Find the line that contains "Place one keypoint on each instance of the warthog, using". Output it and every line after it to the end of the records, exactly as they appear.

═════ Supplied entries

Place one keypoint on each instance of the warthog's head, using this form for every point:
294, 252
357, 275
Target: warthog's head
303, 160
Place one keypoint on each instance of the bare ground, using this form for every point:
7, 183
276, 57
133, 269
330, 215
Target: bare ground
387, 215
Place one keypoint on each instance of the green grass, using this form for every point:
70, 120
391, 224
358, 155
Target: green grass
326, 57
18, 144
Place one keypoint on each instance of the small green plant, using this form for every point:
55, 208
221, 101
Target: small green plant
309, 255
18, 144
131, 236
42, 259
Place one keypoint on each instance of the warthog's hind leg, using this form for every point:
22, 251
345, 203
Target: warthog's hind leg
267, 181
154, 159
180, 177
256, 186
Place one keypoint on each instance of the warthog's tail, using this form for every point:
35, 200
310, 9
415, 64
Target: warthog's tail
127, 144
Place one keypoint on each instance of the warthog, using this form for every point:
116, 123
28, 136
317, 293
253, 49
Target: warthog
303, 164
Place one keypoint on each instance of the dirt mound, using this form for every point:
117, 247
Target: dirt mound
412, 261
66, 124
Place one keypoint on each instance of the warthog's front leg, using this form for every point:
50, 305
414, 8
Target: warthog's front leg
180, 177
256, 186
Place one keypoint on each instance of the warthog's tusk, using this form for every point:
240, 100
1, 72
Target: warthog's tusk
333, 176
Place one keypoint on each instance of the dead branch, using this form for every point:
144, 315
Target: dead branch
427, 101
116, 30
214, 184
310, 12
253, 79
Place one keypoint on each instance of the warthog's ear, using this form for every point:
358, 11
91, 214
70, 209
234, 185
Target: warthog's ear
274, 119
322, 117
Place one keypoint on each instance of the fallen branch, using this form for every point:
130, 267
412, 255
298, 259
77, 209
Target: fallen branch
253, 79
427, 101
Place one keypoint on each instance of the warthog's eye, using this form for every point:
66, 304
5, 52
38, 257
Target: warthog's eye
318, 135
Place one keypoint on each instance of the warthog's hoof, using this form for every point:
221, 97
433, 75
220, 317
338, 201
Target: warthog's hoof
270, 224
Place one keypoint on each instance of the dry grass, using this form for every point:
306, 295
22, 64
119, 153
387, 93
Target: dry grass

══════════

Response
Place one keypoint on each instance of the warthog, using this form for every point:
116, 123
28, 136
317, 293
253, 49
Target: warthog
303, 164
Place one keypoint on each instance of the dirt mound, using this form for every point:
117, 247
Target: dirt mound
412, 261
66, 124
Place one keypoint on each instance of the warthog's front leg, using this form for every point:
50, 305
414, 8
Target: warthog's front leg
180, 177
256, 186
Place one keypoint on each instance of the warthog's tusk, using this form for every point:
240, 100
1, 72
Target: warthog's tusk
333, 176
Place one keypoint on each instance of the dead branch, using this form for every point:
144, 315
Target: dead branch
427, 101
116, 30
214, 184
310, 12
253, 79
Place one keypoint on each instance of the warthog's ear, using this form for every point:
358, 11
91, 214
70, 209
234, 185
Target: warthog's ear
274, 119
322, 117
Place one keypoint on each instance of the fallen branch, using this form for every point:
130, 267
412, 255
298, 259
77, 209
Target: fallen branch
253, 79
427, 101
Place one keypoint on each instance of the warthog's eye, using this form for every point:
66, 304
5, 52
38, 257
Target: warthog's eye
318, 135
Place one keypoint on each instance of the warthog's hoof, using this form for every point:
221, 97
433, 75
220, 317
338, 201
Target: warthog's hoof
270, 224
Place one keypoint on each instance of the dry grass, using this form for every point:
306, 295
22, 64
119, 153
387, 93
Target: dry grass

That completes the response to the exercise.